● EXERCISE DIRECTIONS:
Copy exactly. Begin at the line containing "Task: annotate a point on every instance of the men" and stop at the last line of the entries, omitting any pictures.
···
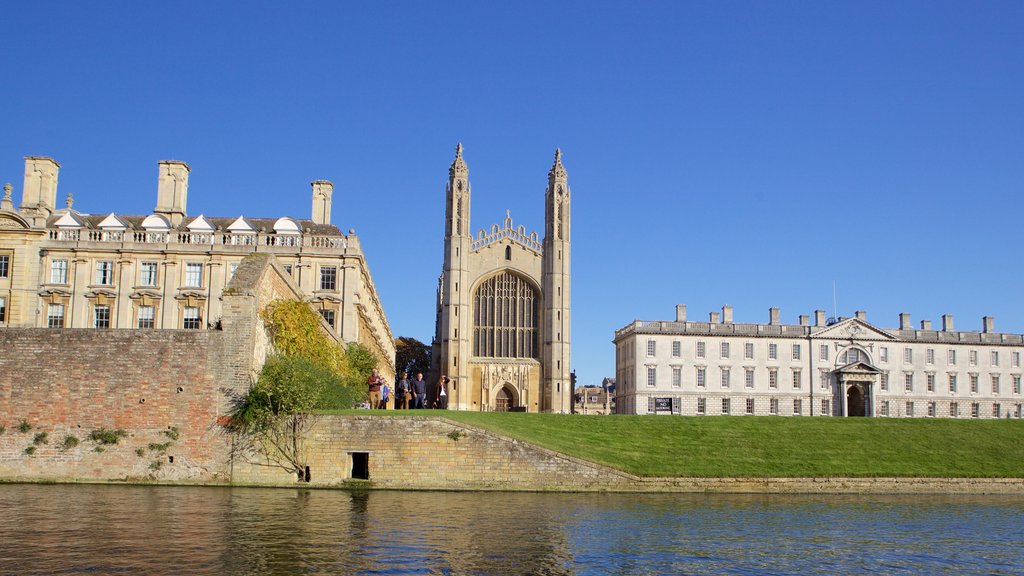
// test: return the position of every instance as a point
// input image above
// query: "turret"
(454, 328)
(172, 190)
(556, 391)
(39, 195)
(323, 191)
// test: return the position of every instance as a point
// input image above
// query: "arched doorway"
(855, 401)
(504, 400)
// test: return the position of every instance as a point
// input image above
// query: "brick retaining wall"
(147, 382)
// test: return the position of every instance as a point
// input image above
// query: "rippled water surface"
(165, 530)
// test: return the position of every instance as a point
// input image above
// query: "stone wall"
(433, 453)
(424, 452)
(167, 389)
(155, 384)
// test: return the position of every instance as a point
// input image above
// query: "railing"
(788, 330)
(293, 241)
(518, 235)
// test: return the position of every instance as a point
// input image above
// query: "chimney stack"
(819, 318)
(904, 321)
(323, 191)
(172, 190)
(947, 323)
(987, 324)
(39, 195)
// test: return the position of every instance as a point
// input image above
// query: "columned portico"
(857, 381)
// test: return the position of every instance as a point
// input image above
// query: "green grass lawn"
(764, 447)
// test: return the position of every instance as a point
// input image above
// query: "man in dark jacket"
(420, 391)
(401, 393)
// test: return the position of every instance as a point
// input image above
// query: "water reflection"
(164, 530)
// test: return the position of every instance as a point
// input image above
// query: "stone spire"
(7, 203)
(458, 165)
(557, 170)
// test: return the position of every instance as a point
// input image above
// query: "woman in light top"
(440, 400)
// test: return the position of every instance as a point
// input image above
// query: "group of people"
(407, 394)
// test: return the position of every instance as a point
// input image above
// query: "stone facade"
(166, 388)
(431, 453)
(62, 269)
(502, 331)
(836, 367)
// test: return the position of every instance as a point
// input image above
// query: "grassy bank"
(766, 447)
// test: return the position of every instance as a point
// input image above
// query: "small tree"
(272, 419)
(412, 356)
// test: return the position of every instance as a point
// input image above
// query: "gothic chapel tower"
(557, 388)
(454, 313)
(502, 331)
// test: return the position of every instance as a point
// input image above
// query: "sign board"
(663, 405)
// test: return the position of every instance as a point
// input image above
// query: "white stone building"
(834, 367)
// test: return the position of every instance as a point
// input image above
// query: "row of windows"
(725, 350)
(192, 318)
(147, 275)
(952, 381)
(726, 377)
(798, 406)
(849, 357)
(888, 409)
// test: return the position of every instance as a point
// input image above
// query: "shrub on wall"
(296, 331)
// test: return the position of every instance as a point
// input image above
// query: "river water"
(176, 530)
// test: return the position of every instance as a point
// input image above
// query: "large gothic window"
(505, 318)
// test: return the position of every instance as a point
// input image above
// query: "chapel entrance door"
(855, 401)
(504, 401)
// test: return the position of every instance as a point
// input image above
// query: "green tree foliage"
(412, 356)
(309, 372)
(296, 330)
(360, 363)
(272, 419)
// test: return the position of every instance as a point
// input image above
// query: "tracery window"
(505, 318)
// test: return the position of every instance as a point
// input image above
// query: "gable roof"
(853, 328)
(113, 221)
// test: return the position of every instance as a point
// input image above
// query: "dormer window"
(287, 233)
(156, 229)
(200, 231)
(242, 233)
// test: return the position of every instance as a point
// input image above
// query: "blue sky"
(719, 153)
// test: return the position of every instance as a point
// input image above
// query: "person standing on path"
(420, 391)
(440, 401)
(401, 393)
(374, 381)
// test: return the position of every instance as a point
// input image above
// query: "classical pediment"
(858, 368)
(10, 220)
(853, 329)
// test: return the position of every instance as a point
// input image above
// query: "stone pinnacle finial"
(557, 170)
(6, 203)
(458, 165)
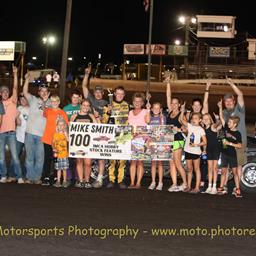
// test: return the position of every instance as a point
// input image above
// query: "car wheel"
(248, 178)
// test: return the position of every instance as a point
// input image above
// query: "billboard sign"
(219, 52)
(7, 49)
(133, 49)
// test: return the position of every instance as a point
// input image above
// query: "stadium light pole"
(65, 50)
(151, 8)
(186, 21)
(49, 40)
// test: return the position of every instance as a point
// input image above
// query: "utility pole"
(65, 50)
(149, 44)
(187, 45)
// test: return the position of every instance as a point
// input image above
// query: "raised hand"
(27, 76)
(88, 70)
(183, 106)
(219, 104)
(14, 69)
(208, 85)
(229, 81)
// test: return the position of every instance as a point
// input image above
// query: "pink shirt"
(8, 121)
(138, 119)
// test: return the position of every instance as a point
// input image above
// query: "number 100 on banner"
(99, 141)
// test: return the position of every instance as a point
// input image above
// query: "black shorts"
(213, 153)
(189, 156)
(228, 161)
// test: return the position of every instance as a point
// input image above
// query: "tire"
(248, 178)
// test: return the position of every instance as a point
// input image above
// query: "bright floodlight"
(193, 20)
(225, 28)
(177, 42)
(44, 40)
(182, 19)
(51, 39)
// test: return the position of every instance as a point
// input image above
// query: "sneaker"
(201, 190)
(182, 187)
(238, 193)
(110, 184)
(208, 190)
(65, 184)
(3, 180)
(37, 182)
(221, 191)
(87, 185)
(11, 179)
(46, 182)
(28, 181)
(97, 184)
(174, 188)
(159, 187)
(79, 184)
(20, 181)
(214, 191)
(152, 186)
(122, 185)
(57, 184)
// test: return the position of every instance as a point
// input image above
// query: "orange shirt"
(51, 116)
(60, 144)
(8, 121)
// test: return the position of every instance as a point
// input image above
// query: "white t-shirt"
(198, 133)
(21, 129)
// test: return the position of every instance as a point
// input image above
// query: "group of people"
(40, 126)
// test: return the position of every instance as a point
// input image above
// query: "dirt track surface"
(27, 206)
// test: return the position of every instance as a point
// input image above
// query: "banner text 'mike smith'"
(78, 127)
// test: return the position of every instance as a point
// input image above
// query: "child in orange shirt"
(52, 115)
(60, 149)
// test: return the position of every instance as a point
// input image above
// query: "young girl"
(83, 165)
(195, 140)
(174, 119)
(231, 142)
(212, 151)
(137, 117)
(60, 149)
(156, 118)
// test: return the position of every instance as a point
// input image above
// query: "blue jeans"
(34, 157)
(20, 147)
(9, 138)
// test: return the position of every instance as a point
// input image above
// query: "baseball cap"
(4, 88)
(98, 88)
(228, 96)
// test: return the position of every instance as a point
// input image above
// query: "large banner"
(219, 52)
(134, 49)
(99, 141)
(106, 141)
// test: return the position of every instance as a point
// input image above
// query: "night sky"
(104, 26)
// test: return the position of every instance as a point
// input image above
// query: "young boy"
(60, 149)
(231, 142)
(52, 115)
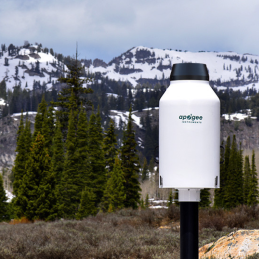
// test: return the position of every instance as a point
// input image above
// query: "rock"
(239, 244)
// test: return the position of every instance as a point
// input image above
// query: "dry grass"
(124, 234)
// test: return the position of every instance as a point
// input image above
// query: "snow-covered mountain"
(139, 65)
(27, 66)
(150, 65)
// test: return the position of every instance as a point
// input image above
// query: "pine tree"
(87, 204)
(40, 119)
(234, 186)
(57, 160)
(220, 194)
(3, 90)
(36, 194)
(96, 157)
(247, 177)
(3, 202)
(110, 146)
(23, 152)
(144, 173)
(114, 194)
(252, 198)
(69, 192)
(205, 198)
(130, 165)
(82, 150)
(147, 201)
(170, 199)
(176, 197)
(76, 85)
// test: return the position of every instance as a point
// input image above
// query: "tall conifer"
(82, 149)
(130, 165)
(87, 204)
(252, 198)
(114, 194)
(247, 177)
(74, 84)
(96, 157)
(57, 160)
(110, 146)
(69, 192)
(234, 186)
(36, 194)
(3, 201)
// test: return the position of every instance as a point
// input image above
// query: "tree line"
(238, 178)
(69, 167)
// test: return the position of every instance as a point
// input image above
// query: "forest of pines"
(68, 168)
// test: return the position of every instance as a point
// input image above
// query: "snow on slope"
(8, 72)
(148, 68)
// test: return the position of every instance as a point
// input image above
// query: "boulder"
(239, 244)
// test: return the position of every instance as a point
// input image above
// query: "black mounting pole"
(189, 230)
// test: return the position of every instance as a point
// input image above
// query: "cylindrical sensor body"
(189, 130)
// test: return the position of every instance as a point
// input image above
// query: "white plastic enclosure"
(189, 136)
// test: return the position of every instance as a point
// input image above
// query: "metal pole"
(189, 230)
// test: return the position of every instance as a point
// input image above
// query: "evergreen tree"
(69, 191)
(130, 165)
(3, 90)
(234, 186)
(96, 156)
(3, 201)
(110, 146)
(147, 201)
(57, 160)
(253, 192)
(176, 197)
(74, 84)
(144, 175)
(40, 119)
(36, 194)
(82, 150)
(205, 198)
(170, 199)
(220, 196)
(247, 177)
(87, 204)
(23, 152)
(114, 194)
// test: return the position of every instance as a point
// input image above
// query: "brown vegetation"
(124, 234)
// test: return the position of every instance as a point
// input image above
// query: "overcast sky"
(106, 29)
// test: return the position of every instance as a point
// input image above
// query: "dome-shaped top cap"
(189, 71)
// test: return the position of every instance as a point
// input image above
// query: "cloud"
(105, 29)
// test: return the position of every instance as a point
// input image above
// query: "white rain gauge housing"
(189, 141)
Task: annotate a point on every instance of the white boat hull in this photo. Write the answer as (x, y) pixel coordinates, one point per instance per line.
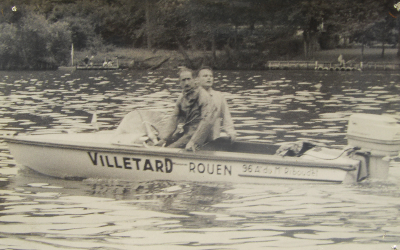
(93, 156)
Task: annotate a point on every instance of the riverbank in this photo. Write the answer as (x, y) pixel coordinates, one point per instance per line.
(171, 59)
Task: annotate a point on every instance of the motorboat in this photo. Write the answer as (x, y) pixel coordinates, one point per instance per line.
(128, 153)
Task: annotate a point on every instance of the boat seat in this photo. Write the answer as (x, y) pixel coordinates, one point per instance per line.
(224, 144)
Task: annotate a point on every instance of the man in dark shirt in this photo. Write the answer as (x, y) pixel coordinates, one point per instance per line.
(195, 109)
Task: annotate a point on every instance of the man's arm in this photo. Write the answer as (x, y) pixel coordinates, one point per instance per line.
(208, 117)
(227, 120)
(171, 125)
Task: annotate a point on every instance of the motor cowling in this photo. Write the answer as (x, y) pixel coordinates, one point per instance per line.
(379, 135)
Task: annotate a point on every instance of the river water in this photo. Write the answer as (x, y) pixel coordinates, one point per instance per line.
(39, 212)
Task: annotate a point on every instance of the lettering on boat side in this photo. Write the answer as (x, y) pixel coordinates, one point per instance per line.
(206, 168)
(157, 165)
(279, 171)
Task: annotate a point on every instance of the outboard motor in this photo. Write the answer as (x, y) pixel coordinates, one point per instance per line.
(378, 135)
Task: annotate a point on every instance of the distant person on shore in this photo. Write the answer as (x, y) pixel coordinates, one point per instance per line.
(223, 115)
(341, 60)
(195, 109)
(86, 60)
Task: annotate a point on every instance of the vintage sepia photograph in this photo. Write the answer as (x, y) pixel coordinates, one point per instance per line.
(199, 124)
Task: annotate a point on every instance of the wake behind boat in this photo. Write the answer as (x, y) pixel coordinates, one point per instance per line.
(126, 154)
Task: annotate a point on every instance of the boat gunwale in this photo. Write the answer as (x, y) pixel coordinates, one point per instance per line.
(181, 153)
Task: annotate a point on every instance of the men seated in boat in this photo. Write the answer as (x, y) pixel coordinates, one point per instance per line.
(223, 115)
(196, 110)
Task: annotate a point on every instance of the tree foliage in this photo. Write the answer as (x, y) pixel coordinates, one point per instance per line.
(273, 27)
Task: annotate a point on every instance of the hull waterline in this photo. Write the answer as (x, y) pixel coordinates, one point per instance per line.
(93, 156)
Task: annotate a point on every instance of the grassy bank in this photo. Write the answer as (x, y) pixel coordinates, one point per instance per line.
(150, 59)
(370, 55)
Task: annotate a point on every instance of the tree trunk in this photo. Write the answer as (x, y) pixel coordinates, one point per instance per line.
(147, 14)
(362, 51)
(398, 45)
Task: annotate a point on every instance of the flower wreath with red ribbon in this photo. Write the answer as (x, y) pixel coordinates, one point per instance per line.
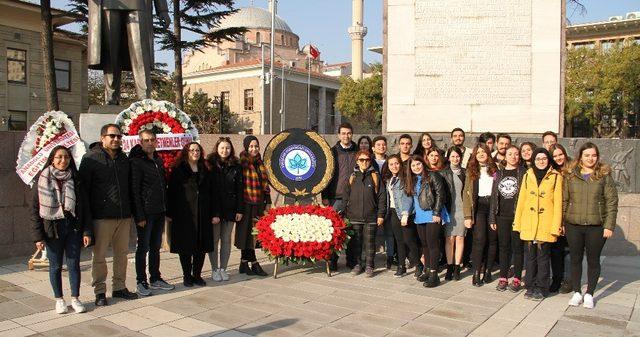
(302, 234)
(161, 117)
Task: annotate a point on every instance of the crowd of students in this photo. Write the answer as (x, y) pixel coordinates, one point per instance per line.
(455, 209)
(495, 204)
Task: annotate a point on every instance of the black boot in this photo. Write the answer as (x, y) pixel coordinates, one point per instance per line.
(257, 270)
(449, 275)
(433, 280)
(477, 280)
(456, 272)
···
● TASK RESULT:
Task: annotate a point on every instance of the men seated in boat in this photo. Write the answer as (x, y) pixel coordinates, one point per instance per line.
(223, 115)
(196, 110)
Task: annotate a point on every instance of the tree foliage in this photo. Write the answer as (x, y) pixel coordinates, one point per instance per line.
(273, 27)
Task: annotate a point on every instance of the hull waterline in this photo. Write the answer as (x, y) pixel coordinates, one point per instance per line.
(93, 156)
Task: annotate a point on every instance of the grassy bank in this photo. Write the answer as (x, y) pixel coordinates, one point per instance per line.
(150, 59)
(370, 55)
Task: annotate a point on every instance of the tree trunk in this photo. Write the answer as (x, y) pixel coordinates, one point per instance per line.
(147, 14)
(362, 51)
(398, 45)
Task: annotate a point on every instance of the flower wreath with red ribbon in this photo. Write the answer as (x, y) pixel coordinates, one point per instance per line.
(302, 234)
(161, 117)
Task: annotate a point on every instance of the crowd of students in this photo. Write the answer as (x, y) pixel coordinates, one point per instance per line.
(455, 209)
(495, 204)
Task: annotate a point on every instance of the black boot in this photo. Write the answer as (x, y) pixel coordinates, one point per instance per line.
(257, 270)
(449, 275)
(433, 280)
(477, 280)
(456, 272)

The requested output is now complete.